-- Begin --
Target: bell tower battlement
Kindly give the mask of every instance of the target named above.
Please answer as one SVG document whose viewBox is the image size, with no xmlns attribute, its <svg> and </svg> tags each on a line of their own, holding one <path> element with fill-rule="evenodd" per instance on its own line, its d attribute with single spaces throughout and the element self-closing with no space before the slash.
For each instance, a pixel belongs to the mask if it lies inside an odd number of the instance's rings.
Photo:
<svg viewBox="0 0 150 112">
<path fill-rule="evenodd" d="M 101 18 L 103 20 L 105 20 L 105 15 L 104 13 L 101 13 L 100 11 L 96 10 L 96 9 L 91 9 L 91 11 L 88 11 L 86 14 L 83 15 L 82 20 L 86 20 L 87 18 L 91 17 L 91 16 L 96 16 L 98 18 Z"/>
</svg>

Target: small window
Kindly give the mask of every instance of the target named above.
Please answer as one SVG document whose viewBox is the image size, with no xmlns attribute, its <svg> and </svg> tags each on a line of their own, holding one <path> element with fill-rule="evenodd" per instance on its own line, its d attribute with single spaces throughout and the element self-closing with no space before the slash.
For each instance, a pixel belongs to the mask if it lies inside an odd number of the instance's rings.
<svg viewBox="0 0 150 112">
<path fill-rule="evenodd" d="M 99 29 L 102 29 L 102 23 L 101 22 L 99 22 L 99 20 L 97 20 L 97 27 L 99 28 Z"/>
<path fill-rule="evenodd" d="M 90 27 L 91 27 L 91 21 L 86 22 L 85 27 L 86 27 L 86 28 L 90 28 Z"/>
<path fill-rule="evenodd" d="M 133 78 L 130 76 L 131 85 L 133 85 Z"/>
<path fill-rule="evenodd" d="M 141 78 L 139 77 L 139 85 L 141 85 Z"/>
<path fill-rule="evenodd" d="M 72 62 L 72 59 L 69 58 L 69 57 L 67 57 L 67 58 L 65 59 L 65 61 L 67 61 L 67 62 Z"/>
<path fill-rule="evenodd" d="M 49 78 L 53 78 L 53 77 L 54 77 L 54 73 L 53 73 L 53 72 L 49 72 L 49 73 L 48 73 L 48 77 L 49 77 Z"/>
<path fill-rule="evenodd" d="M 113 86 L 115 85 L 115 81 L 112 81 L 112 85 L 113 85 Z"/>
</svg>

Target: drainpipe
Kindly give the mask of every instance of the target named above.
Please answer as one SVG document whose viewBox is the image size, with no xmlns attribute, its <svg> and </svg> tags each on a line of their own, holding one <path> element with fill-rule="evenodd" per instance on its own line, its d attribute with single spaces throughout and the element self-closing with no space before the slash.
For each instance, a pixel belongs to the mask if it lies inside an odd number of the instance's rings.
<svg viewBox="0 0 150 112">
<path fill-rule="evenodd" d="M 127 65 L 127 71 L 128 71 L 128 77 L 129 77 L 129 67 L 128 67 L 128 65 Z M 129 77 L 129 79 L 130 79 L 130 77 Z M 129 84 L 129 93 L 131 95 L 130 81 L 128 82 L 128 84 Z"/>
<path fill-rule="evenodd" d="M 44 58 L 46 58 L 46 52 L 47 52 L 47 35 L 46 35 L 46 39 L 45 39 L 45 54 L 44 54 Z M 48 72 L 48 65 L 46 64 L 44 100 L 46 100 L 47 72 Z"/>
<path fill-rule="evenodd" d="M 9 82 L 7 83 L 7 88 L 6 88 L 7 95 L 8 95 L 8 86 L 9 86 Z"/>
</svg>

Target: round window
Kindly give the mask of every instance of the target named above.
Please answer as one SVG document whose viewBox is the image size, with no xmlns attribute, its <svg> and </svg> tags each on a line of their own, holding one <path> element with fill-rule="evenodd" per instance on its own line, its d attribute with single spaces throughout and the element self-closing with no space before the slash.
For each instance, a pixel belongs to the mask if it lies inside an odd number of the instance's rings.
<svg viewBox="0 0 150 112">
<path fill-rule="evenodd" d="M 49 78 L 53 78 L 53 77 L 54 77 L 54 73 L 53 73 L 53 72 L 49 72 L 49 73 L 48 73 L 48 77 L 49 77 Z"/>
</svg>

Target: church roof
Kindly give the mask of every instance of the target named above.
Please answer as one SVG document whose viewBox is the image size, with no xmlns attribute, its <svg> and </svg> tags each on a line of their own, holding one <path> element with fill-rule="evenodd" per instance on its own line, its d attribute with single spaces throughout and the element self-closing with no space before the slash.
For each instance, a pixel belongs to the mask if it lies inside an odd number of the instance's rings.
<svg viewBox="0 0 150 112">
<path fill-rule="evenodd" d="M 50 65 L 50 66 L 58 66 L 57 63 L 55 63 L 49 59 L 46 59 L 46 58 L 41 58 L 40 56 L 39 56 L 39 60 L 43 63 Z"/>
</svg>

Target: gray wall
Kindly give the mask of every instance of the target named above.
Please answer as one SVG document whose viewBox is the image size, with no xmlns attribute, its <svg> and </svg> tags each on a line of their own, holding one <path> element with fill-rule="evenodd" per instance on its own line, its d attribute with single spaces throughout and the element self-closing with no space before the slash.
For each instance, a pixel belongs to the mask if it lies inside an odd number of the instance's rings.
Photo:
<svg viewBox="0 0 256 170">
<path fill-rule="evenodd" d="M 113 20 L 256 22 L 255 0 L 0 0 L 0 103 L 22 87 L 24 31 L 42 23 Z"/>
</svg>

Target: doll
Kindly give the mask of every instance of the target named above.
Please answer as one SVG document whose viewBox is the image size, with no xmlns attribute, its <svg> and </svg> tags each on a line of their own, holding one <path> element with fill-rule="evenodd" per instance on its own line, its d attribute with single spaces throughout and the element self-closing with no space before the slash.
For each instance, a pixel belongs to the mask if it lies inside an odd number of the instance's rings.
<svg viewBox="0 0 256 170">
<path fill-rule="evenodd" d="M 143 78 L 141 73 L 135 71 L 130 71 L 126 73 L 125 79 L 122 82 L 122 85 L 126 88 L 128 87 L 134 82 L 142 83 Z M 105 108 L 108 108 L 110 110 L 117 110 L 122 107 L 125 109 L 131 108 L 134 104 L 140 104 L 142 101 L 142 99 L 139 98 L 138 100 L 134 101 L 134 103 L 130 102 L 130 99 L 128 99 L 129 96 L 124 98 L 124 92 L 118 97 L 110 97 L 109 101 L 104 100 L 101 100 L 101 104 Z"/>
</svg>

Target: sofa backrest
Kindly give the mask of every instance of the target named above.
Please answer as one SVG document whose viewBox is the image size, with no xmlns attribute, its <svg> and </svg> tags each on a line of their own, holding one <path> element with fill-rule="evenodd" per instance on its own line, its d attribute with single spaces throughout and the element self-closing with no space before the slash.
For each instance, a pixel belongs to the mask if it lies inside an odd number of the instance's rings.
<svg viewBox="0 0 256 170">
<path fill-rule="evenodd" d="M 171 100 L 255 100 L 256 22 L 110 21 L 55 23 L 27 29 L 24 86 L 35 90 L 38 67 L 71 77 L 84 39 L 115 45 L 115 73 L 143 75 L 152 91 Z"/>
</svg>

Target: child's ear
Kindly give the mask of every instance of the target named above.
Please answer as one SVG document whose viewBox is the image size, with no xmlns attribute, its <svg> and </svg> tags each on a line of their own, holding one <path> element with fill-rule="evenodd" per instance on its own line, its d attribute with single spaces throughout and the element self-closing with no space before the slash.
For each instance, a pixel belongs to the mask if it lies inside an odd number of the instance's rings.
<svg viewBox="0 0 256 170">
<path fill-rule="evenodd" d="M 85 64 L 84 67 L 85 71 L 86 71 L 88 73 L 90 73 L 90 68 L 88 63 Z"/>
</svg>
-- End --
JOB:
Repeat the data in its entirety, character for character.

REPLY TO THE TASK:
Target: bell tower battlement
Kindly give the mask of every instance of the target named above.
Please answer as one SVG document whose viewBox is the image size, with no xmlns attribute, its <svg> and </svg> tags each on a line of their own, holding one <path> element with fill-rule="evenodd" per instance on its own line, its d attribute with single spaces throughout and the element self-closing with no space before the slash.
For each instance, a pixel belongs to the mask if it lies inside an odd number of the instance's rings.
Photo:
<svg viewBox="0 0 150 112">
<path fill-rule="evenodd" d="M 101 18 L 103 20 L 105 20 L 105 15 L 104 13 L 101 13 L 100 11 L 96 10 L 96 9 L 91 9 L 91 11 L 88 11 L 86 14 L 83 15 L 82 20 L 86 20 L 87 18 L 91 17 L 91 16 L 96 16 L 98 18 Z"/>
</svg>

Target: small window
Kindly give the mask of every instance of the target named above.
Please answer as one SVG document whose viewBox is the image size, with no xmlns attribute, its <svg> and </svg> tags each on a line of their own, holding one <path> element with fill-rule="evenodd" per instance on its own line, its d attribute with single spaces throughout and the element self-closing with no space before the slash.
For each instance, a pixel belongs to the mask if it lies inside an odd number of the instance's rings.
<svg viewBox="0 0 150 112">
<path fill-rule="evenodd" d="M 99 29 L 102 29 L 102 23 L 101 22 L 99 22 L 99 20 L 97 20 L 97 27 L 99 28 Z"/>
<path fill-rule="evenodd" d="M 90 27 L 91 27 L 91 21 L 86 22 L 85 27 L 86 27 L 86 28 L 90 28 Z"/>
<path fill-rule="evenodd" d="M 133 78 L 130 76 L 131 85 L 133 85 Z"/>
<path fill-rule="evenodd" d="M 141 78 L 139 77 L 139 85 L 141 85 Z"/>
<path fill-rule="evenodd" d="M 72 62 L 72 59 L 69 58 L 69 57 L 67 57 L 67 58 L 65 59 L 65 61 L 67 61 L 67 62 Z"/>
<path fill-rule="evenodd" d="M 49 78 L 53 78 L 53 77 L 54 77 L 54 73 L 53 73 L 53 72 L 49 72 L 49 73 L 48 73 L 48 77 L 49 77 Z"/>
<path fill-rule="evenodd" d="M 113 86 L 115 85 L 115 81 L 112 81 L 112 85 L 113 85 Z"/>
</svg>

Target: drainpipe
Kindly give the mask of every instance of the target named above.
Please answer as one SVG document whose viewBox is the image size, with no xmlns attribute, its <svg> and </svg> tags each on a line of their own, holding one <path> element with fill-rule="evenodd" per instance on its own line, its d attribute with single spaces throughout and the element self-closing with no space before the slash.
For each instance, a pixel belongs to the mask if it lies inside an odd number of the instance's rings.
<svg viewBox="0 0 150 112">
<path fill-rule="evenodd" d="M 127 65 L 127 71 L 128 71 L 128 77 L 129 77 L 129 67 L 128 67 L 128 65 Z M 129 77 L 129 79 L 130 79 L 130 77 Z M 129 84 L 129 93 L 131 95 L 130 81 L 128 82 L 128 84 Z"/>
<path fill-rule="evenodd" d="M 44 58 L 46 58 L 46 52 L 47 52 L 47 35 L 46 35 L 46 39 L 45 39 L 45 54 L 44 54 Z M 48 72 L 48 65 L 46 64 L 44 100 L 46 100 L 47 72 Z"/>
<path fill-rule="evenodd" d="M 9 82 L 7 83 L 7 88 L 6 88 L 7 95 L 8 95 L 8 86 L 9 86 Z"/>
</svg>

Target: round window
Kindly give the mask of every instance of the target named above.
Please answer as one SVG document whose viewBox is the image size, with no xmlns attribute, its <svg> and </svg> tags each on a line of their own, holding one <path> element with fill-rule="evenodd" per instance on its own line, its d attribute with single spaces throughout and the element self-closing with no space before the slash.
For each instance, a pixel belongs to the mask if it lies inside an odd number of the instance's rings.
<svg viewBox="0 0 150 112">
<path fill-rule="evenodd" d="M 49 78 L 53 78 L 53 77 L 54 77 L 54 73 L 53 73 L 53 72 L 49 72 L 49 73 L 48 73 L 48 77 L 49 77 Z"/>
</svg>

Target: church roof
Kindly give the mask of every instance of the target named above.
Please answer as one SVG document whose viewBox is the image size, with no xmlns attribute, its <svg> and </svg> tags each on a line of their own, holding one <path> element with fill-rule="evenodd" per instance on its own line, its d attribute with single spaces throughout and the element self-closing with no space before the slash.
For each instance, a pixel belongs to the mask if it lies inside an odd number of the instance's rings.
<svg viewBox="0 0 150 112">
<path fill-rule="evenodd" d="M 50 65 L 50 66 L 58 66 L 57 63 L 55 63 L 49 59 L 46 59 L 46 58 L 41 58 L 40 56 L 39 56 L 39 60 L 43 63 Z"/>
</svg>

Target: gray wall
Kindly give the mask of every instance of the target named above.
Please answer as one SVG document whose viewBox is the image size, with no xmlns attribute, its <svg> and </svg> tags each on a line of their own, holding one <path> element with fill-rule="evenodd" per instance on its own line, its d attribute with single spaces throughout and the element self-closing with no space before the slash.
For each instance, a pixel belongs to the mask if it lies inside an odd number of the instance's rings.
Photo:
<svg viewBox="0 0 256 170">
<path fill-rule="evenodd" d="M 113 20 L 256 22 L 255 0 L 0 0 L 0 103 L 22 87 L 24 31 L 42 23 Z"/>
</svg>

Target: doll
Kindly give the mask of every instance of the target named above.
Please answer as one SVG document whose viewBox is the image size, with no xmlns attribute, its <svg> and </svg> tags each on a line of their own, holding one <path> element with fill-rule="evenodd" per instance on its own line, its d attribute with single spaces throughout and the element self-closing with no space before the slash.
For each instance, a pixel belongs to the mask if it lies inside an odd number of the instance's rings.
<svg viewBox="0 0 256 170">
<path fill-rule="evenodd" d="M 143 78 L 141 73 L 135 71 L 130 71 L 126 73 L 125 79 L 122 82 L 122 85 L 126 88 L 128 87 L 134 82 L 142 83 Z M 105 108 L 108 108 L 110 110 L 117 110 L 122 107 L 125 109 L 131 108 L 134 104 L 140 104 L 142 101 L 142 99 L 139 98 L 138 100 L 134 101 L 134 103 L 130 102 L 130 99 L 128 99 L 129 96 L 124 98 L 124 92 L 118 97 L 110 97 L 109 101 L 104 100 L 101 100 L 101 104 Z"/>
</svg>

Target: sofa backrest
Kindly give the mask of every instance of the target named above.
Please answer as one SVG document whose viewBox is the image size, with no xmlns attribute, its <svg> and </svg> tags each on a line of their own, holding one <path> element with fill-rule="evenodd" per instance on its own line, its d attribute with single spaces throughout and the element self-closing with no space before the slash.
For each instance, a pixel belongs to the mask if it lies inside an odd number of the instance's rings.
<svg viewBox="0 0 256 170">
<path fill-rule="evenodd" d="M 171 100 L 255 100 L 256 22 L 110 21 L 55 23 L 27 29 L 24 86 L 35 90 L 38 67 L 71 77 L 84 39 L 115 45 L 115 73 L 143 75 L 152 91 Z"/>
</svg>

Target: child's ear
Kindly give the mask of every instance of the target named above.
Please answer as one SVG document whose viewBox is the image size, with no xmlns attribute, its <svg> and </svg> tags each on a line of their own, holding one <path> element with fill-rule="evenodd" per instance on its own line, its d attribute with single spaces throughout and the element self-closing with no space before the slash.
For each instance, a pixel belongs to the mask if it lies inside an odd number of the instance's rings.
<svg viewBox="0 0 256 170">
<path fill-rule="evenodd" d="M 85 64 L 84 67 L 85 71 L 86 71 L 88 73 L 90 73 L 90 68 L 88 63 Z"/>
</svg>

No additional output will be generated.